-- Begin GIVEN ENTRIES --

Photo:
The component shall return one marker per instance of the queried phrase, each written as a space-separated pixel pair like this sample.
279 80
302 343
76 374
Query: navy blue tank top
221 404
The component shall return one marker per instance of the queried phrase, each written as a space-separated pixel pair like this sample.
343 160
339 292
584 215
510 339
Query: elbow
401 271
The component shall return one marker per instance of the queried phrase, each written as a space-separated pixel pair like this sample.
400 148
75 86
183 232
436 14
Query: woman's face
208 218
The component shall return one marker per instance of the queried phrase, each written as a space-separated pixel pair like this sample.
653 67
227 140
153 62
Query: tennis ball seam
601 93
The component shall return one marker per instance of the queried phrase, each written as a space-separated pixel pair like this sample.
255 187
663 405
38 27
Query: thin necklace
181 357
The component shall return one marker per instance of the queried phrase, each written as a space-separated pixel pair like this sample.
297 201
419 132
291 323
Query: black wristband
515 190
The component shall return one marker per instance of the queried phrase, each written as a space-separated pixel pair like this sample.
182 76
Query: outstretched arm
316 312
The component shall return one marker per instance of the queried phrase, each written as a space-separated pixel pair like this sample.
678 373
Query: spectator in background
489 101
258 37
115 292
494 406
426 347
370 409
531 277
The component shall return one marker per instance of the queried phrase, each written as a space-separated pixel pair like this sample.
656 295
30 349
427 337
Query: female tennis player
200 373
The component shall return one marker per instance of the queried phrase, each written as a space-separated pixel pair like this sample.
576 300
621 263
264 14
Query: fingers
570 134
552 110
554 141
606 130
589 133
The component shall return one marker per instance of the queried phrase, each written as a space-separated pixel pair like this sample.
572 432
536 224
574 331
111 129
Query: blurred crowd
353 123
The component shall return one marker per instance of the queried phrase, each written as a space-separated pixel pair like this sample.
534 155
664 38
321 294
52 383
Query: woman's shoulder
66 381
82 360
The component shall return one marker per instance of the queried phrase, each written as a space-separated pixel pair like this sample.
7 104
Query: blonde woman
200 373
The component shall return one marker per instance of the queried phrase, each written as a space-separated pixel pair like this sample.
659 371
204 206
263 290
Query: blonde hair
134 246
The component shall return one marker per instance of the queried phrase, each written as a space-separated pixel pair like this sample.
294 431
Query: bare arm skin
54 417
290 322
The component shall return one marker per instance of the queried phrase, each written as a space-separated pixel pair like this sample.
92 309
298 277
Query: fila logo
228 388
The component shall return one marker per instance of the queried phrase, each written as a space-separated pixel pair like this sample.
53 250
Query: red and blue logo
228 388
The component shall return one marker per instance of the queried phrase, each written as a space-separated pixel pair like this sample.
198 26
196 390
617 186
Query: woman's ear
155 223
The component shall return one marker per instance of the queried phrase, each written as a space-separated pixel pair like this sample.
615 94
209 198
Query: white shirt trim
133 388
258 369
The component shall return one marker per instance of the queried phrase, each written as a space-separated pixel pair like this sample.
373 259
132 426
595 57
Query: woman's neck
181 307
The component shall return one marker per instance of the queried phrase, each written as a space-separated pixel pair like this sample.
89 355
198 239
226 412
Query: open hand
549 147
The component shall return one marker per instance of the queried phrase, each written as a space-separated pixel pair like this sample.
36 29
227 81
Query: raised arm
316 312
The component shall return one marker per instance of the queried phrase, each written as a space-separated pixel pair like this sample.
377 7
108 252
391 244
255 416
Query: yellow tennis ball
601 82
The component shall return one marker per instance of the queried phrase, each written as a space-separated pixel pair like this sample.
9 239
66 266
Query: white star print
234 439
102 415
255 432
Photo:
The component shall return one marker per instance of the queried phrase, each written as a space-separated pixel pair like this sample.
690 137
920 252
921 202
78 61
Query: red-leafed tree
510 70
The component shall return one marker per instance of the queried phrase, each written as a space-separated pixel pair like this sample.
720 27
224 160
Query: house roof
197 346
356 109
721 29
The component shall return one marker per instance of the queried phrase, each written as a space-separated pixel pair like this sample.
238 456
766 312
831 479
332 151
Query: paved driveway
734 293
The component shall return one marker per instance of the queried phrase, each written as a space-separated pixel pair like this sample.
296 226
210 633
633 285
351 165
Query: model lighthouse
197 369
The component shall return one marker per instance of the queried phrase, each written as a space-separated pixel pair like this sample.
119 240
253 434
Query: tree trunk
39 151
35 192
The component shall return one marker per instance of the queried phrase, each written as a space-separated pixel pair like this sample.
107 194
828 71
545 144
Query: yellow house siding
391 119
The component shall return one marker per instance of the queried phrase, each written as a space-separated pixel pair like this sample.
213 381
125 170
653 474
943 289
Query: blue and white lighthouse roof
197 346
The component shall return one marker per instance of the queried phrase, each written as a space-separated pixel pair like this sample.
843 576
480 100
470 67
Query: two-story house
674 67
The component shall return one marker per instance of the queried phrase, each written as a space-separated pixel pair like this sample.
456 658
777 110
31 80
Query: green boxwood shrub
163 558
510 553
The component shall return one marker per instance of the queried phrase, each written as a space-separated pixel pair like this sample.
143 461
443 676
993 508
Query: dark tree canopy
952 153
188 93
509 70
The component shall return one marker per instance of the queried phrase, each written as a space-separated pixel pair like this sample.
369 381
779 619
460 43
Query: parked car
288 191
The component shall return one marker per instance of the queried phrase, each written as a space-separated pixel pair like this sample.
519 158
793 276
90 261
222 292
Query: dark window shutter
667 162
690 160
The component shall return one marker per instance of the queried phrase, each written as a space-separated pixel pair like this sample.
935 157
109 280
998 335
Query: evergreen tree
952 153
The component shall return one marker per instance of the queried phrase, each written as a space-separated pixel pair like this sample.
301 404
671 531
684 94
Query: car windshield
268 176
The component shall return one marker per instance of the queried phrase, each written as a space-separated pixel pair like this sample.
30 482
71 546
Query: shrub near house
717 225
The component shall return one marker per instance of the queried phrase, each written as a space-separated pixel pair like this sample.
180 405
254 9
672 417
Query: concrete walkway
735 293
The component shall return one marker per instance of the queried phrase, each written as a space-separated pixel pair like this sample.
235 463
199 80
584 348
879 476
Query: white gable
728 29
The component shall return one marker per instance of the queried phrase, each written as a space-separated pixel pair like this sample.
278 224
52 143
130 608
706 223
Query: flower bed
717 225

-- End GIVEN ENTRIES --

> **TASK DESCRIPTION**: Show the data once more, exactly as it was written.

> **RESPONSE TO THE TASK**:
Photo:
The component shall return one marker per instance of the queried phrase, each written as a space-separated pixel pair like this sample.
279 80
302 343
76 374
Query: navy blue tank top
221 404
The component shall return one marker per instance of the queried phrase, each written as a space-separated pixel pair like this sample.
343 160
339 292
584 215
510 339
Query: elbow
401 271
The component shall return one marker per instance of the queried phrase, each written as a space-separated pixel pair like this sample.
400 148
75 86
183 232
436 14
Query: woman's face
208 218
The component shall return one marker per instance of the queried phrase, each written as a space-separated pixel pair like this sample.
653 67
227 140
153 62
Query: tennis ball seam
601 93
The component shall return one marker per instance of the queried phrase, each written as a space-separated pixel pair like this sample.
255 187
663 405
38 27
Query: thin necklace
181 357
The component shall return one marker per instance of the queried phrase, each written as a space-separated pixel pair like this sample.
297 201
419 132
291 323
Query: black wristband
515 190
The component shall return one marker per instance of the queried phrase, each written as a space-separated pixel pair like this sample.
182 76
Query: outstretched arm
316 312
The component shall return one marker per instance of the queried phrase, each written as a space-separated pixel pair like this sample.
678 373
Query: spectator in background
489 101
258 37
115 292
494 406
426 347
370 409
531 277
The component shall return one marker per instance of the queried phrase, each written as a space-separated pixel pair like this sample.
656 295
30 349
427 337
Query: female tennis player
200 373
The component shall return one marker per instance of the queried phrase, each written as a space-separated pixel pair like this sample.
576 300
621 263
264 14
Query: fingers
570 134
552 110
554 141
606 130
589 133
The component shall return one marker per instance of the queried phrase, each written as a space-separated pixel pair like this sample.
572 432
536 224
574 331
111 129
Query: blurred crowd
353 123
The component shall return one marker per instance of the queried phrase, each written as a space-separated pixel pair like this sample.
534 155
664 38
321 294
52 383
Query: woman's shoulder
66 381
82 360
The component shall return one marker per instance of the queried phrase, each written as a space-separated pixel pair like this sample.
7 104
Query: blonde woman
200 373
The component shall return one marker per instance of the queried phrase, each written as a space-separated pixel pair like this sample.
659 371
204 206
263 290
Query: blonde hair
134 246
The component shall return one marker per instance of the queried phrase, each written as a space-separated pixel pair like this sample.
294 431
Query: bare arm skin
54 417
290 322
The component shall return one marker per instance of the queried phrase, each written as a space-separated pixel pair like this sample.
92 309
298 277
Query: fila logo
228 388
The component shall return one marker per instance of the queried phrase, each written as a space-separated pixel pair like this sample.
53 250
Query: red and blue logo
228 388
The component shall return one marker per instance of the queried phrase, each written as a space-separated pixel pair like this sample.
198 26
196 390
617 186
Query: woman's ear
155 223
The component shall return one marker per instance of the queried phrase, each written as a space-separated pixel pair like this sample.
615 94
209 198
Query: white shirt trim
133 388
258 369
The component shall return one marker per instance of the queried phrase, each written as a space-separated pixel pair like this sample.
373 259
132 426
595 57
Query: woman's neck
181 307
The component shall return one marker per instance of the queried phrase, each written as a space-separated pixel pair like this sample.
89 355
198 239
226 412
Query: open hand
549 147
The component shall return one marker per instance of the queried phrase, each written as a space-separated pixel pair like this sample.
36 29
227 81
Query: raised arm
316 312
The component shall return one marker per instance of the queried phrase, each written as a space-separated pixel pair like this sample.
377 7
108 252
391 244
255 416
Query: yellow tennis ball
601 82
The component shall return one marker per instance of the queried phrase, each written as a space-separated pixel pair like this sample.
9 239
66 266
Query: white star print
234 439
102 415
255 432
Photo:
The component shall return one marker per instance of the queried phrase, each written as a space-separated pixel pair like this sample.
690 137
920 252
921 202
78 61
Query: red-leafed tree
510 70
The component shall return one marker per instance of the queried phrase, each written as a space-separated pixel pair like this sample.
720 27
224 160
Query: house roof
197 346
356 109
721 29
The component shall return one marker per instance of the queried phrase, each written as a space-separated pixel pair like this sample.
238 456
766 312
831 479
332 151
Query: paved driveway
734 293
The component shall return one marker per instance of the queried phrase, each written as a space-separated pixel pair like this sample.
296 226
210 633
633 285
351 165
Query: model lighthouse
197 369
The component shall return one marker per instance of the queried phrase, each written as a space-separated pixel pair like this sample.
119 240
253 434
Query: tree trunk
39 151
35 192
The component shall return one marker per instance of the queried phrase, each written as a space-separated pixel pair like this sample.
107 194
828 71
545 144
Query: yellow house siding
391 119
The component shall return one marker per instance of the queried phrase, each written as a space-separated pixel pair like this sample.
213 381
125 170
653 474
943 289
Query: blue and white lighthouse roof
197 346
The component shall return one marker per instance of the queried phrase, each written as a space-separated pixel pair like this sample.
843 576
480 100
470 67
Query: two-story house
674 67
The component shall return one marker per instance of the queried phrase, each written as a space-separated pixel pair like this sample.
456 658
777 110
31 80
Query: green boxwood shrub
163 558
510 553
The component shall return one marker per instance of the queried phrase, each written as a space-separated pixel pair like this sample.
143 461
443 676
993 508
Query: dark tree canopy
952 153
188 93
509 70
The component shall return one marker per instance of the queried phrase, each written as a space-separated pixel pair like this sample.
369 381
779 619
460 43
Query: parked car
288 191
The component shall return one marker per instance of the queried phrase, each written as a space-separated pixel pair like this sample.
519 158
793 276
90 261
222 292
Query: dark window shutter
667 162
690 160
The component shall return one marker per instance of the queried phrase, each written as a space-separated pixel pair like this sample.
935 157
109 280
998 335
Query: evergreen tree
952 153
The component shall return one marker per instance of the queried phrase, each written as a space-separated pixel pair like this sample.
301 404
671 531
684 94
Query: car windshield
268 176
The component shall return one marker per instance of the queried phrase, each written as a space-separated pixel pair like this sample.
30 482
71 546
Query: shrub near house
717 225
The component shall return one marker per instance of the queried phrase, each written as a space-separated pixel pair like this sample.
180 405
254 9
672 417
Query: concrete walkway
735 293
The component shall return one marker per instance of the queried phrase, each written as a space-separated pixel pair like this sample.
235 463
199 80
584 348
879 476
Query: white gable
728 29
The component shall return one marker per instance of the queried phrase, each written as a space-separated pixel pair like this sample.
278 224
52 143
130 608
706 223
Query: flower bed
717 225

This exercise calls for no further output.